Tasks and exercises:
#1 Answer these questions from the passage on St Margaret's church in Olton, one per line:
(a) Who was the first vicar of St Margaret's, and during which years?
(b) Which firm carried out much of the carved work, including the alabaster pulpit?
(c) In what year was the large hall to the south added?
#2 Does the passage on St Margaret's church in Olton support each statement below? Answer yes or no, quoting the words that decide it.
(a) The first church could seat about 200 people.
(b) The Bishop of Birmingham consecrated the new parts of the building.
(c) The railway reached Olton in 1879.
#3 Write a continuation of the passage on St Margaret's church in Olton, starting after its final sentence.
=== Extract to read ===
Summary
A church of 1879 by John George Bland (1820-1898), greatly extended in 1896 by Benjamin Corser (1840-1918), with a hall added in 1971.
Reasons for Designation
Architectural interest:
* the building is a well-designed Gothic church by known architects, and its two phases have resulted in a building which is attractive in the variety of its massing and asymmetric articulation;
* the church is richly furnished with stained glass and fixtures and fittings supplied by firms that are amongst the best regarded ecclesiastical architectural outfitters of the late C19 and early C20, indicating a dedicated and wealthy congregation;
Historic interest:
* it illustrates the need for a new place of worship to meet the spiritual requirements of a community formed through growing industrialisation and urbanisation in the late C19.
History
Following the coming of the railway to Olton in 1869, the small rural settlement grew rapidly and it expanded into an affluent Birmingham suburb. Many of Olton’s new inhabitants worshipped at St Mary’s church in Acocks Green. Arthur Butler, a curate at St Mary’s saw the need for Olton to have its own church, and was instrumental in the establishment of St Margaret’s. Butler became the first vicar of St Margaret’s, a position that he held from 1880 until 1922. The original vicarage and land for the church were supplied by the Birmingham shoemaker and local property developer James Kent (d. 1903) and a Mr J W Williams.
St Margaret’s was by design built in two stages with expansion in mind. The first phase was constructed in 1879 to designs by John George Bland (1820-1898) of Bland and Cossins, the builders were Bromwich and Foster of Rugby. This first church consisted of an aisled chancel and vestry and could seat around 200 of the 800 people resident in Olton in 1880. The glazing was by Mr S Bourne of Birmingham and hot water central heating system by Messers Hassell and Singleton of Birmingham. The church cost about £2300, with many of the furnishings given as gifts from individuals. It was consecrated by the Bishop of Worcester on the 14th of December 1880.
In 1895-6 the church was extended with a new nave and transepts by the architect Benjamin Corser (1840-1918), in this scheme the old church was incorporated as the chancel of the new. Corser worshipped at St Margaret’s and he designed many of the fixtures and fittings added throughout the end of the C19 and early C20. Bridgemans of Lichfield, ecclesiastical sculptors, carried out a lot of the carved work, including the alabaster pulpit and chancel screen. The pulpit features a central figure of St Margaret, and the dragon from the story of her martyrdom can be found as a motif in decorations around the church. The new parts of the building were consecrated by the Bishop of Worcester on 19 February 1898, when the pews for the aisles had arrived. The large hall to the south (not included in this List entry) was added in 1971.
Details
A church of 1879 by John George Bland (1820-1898), greatly extended in 1896 by Benjamin Corser (1840-1918).
=== Data extract ===
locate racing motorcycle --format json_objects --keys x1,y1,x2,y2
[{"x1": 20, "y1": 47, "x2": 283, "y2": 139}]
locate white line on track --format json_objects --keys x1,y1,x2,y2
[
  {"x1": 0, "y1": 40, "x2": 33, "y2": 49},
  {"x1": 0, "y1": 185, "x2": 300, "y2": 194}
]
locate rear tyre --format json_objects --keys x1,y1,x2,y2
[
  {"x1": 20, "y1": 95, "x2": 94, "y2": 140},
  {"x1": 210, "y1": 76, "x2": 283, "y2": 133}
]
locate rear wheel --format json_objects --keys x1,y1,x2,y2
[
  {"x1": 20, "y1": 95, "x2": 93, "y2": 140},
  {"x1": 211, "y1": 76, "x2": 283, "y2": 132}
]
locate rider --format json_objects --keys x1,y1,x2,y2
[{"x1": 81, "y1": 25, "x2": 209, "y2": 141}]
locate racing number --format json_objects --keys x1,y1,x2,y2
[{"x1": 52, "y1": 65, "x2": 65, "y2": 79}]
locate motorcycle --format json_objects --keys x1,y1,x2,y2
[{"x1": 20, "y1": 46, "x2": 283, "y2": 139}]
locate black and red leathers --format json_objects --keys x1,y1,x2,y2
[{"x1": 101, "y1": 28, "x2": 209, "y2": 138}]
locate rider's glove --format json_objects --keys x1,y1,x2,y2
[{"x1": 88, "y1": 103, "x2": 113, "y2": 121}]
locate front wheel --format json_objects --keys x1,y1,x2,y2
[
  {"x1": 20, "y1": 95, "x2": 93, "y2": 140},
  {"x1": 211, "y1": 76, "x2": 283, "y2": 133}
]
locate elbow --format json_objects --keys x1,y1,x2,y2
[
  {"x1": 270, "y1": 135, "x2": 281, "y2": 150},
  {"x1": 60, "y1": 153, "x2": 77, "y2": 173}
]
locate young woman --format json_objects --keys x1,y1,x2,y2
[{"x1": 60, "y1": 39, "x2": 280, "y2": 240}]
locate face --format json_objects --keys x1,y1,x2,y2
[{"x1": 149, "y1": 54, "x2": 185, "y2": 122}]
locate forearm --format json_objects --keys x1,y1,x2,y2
===
The replies:
#1
(a) Arthur Butler, from 1880 until 1922.
(b) Bridgemans of Lichfield.
(c) 1971.

#2
(a) Yes: "could seat around 200 of the 800 people resident in Olton in 1880"
(b) No: "The new parts of the building were consecrated by the Bishop of Worcester on 19 February 1898"
(c) No: "Following the coming of the railway to Olton in 1869"

#3
MATERIALS: walls are sandstone blocks brought to course; in ashlar to the older nave and northern transepts, rock-faced to the rest. Windows, dressings, details and copings are in Bath stone. The roof covering is clay tile.
PLAN: the church is cruciform in plan, orientated south-east / north-west, though for clarity in this assessment it will be referred to as east / west (with the chancel as customary at the east end). The largest element is the nave at the west end of the church, which is rectangular with its shorter ends to east and west. Adjoining to the east of the nave is the chancel, also rectangular, though shorter and narrower than the nave. Both nave and chancel have their own north and south transepts, those of the nave wider than those of the chancel. The south nave transept has a single storey element to its south with a bellcote over it. The southern chancel transept is narrower than its northern counterpart, which allows a small porch to the east then continuation of the chancel roof in a catslide east of the porch. West of the transepts are north and south aisles running the length of the nave.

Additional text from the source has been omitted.